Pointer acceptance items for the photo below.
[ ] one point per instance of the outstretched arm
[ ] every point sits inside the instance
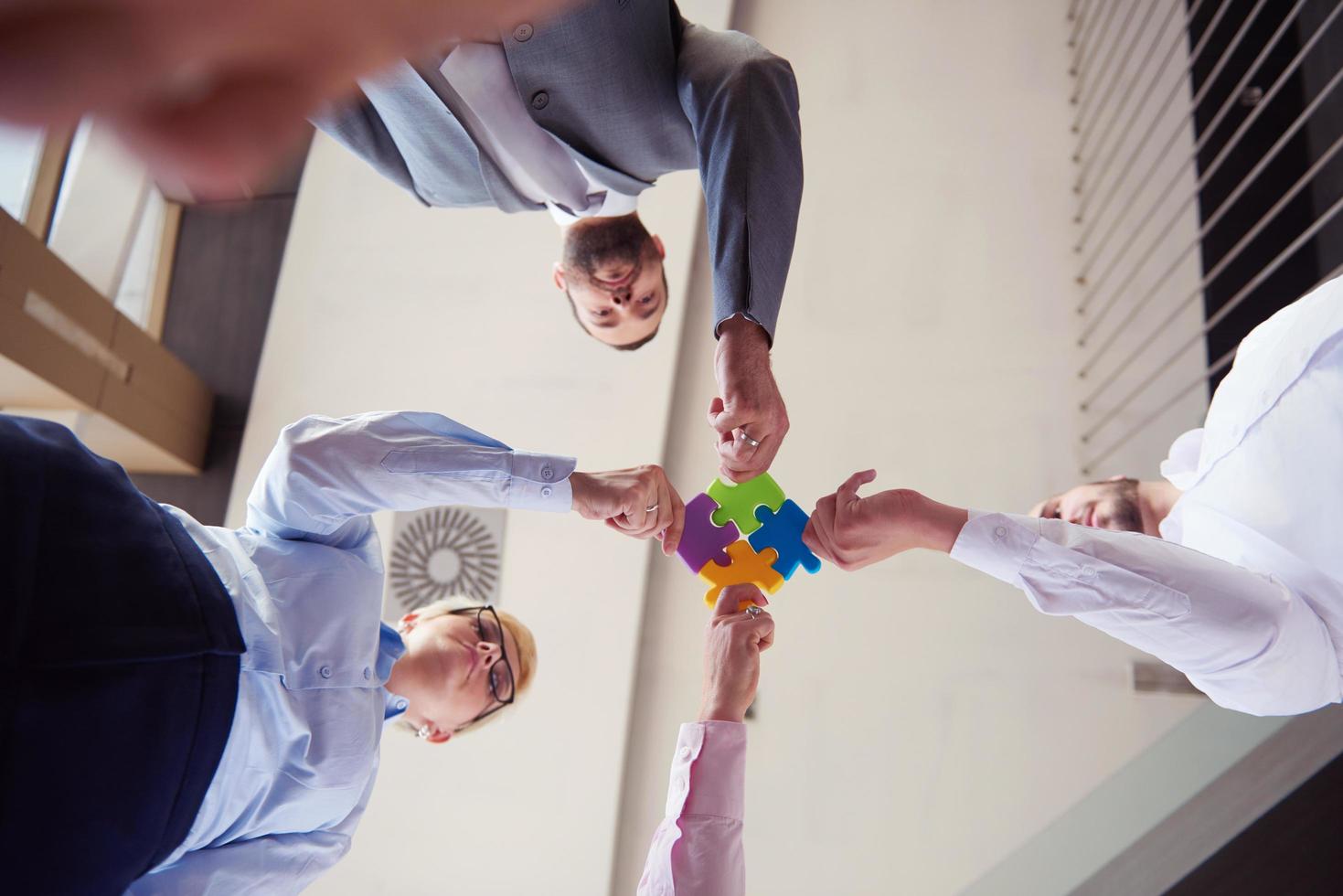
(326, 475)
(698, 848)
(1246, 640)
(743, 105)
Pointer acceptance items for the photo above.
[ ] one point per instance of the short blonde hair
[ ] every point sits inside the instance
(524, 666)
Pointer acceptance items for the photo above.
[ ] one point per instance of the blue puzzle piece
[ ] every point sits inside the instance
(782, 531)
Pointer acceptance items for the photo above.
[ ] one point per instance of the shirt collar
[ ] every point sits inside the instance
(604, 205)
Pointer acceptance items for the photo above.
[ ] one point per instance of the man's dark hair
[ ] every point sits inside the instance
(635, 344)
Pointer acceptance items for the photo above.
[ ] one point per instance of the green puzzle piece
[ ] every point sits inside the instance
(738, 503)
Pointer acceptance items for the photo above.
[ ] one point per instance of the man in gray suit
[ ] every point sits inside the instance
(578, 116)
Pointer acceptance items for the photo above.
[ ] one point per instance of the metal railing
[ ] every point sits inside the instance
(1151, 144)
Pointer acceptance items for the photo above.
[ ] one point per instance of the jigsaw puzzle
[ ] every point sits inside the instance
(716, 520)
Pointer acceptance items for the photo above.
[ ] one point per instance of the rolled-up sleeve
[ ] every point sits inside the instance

:::

> [OBJECTIVE]:
Reproduce all of the data above line for line, with no changes to the wording, and leave out the picture.

> [ANSWER TO THE TASK]:
Pointer acceptance items for the photo below.
[ ] one point per instance of the outstretched arm
[ ] every point sits inside the instance
(326, 475)
(698, 848)
(1246, 640)
(743, 105)
Pointer acceptance items for the photo above.
[ ] one point per instance of the short blonde hair
[ ] every point sits inside the instance
(524, 666)
Pointer acceptance items for the photo above.
[ ] one point per instance of the blue puzzle piece
[ ] every point sits inside the instance
(782, 531)
Pointer acceptance items for the photo above.
[ ] one point per instance of the shirt collar
[ ] every point sits inside the instance
(604, 205)
Pointer acceptance items for the photo above.
[ ] one point per instance of the man's dark hair
[ ] every point sits inside the instance
(635, 344)
Pointer acceptance items for the photo above.
[ ] one point per instance of the green puzzle piece
[ ] every point sits inside the instance
(738, 503)
Pointer acceptance items for the photo above.
[ ] one point per instance of the man in gray suit
[ ] every point sits inside the instance
(578, 116)
Pointer acceptance items for the photo above.
[ ] one point per instance of the metal railing
[ ] every point sits inside the instance
(1151, 144)
Pointer acceptance items for the photo above.
[ ] one point per instance of the jigsaw puzzle
[ ] every point sits inside the instance
(716, 520)
Pointer acceptance items for the photo above.
[ ] one point per instance of the rolled-up sleeve
[ ] every point sits inside the instance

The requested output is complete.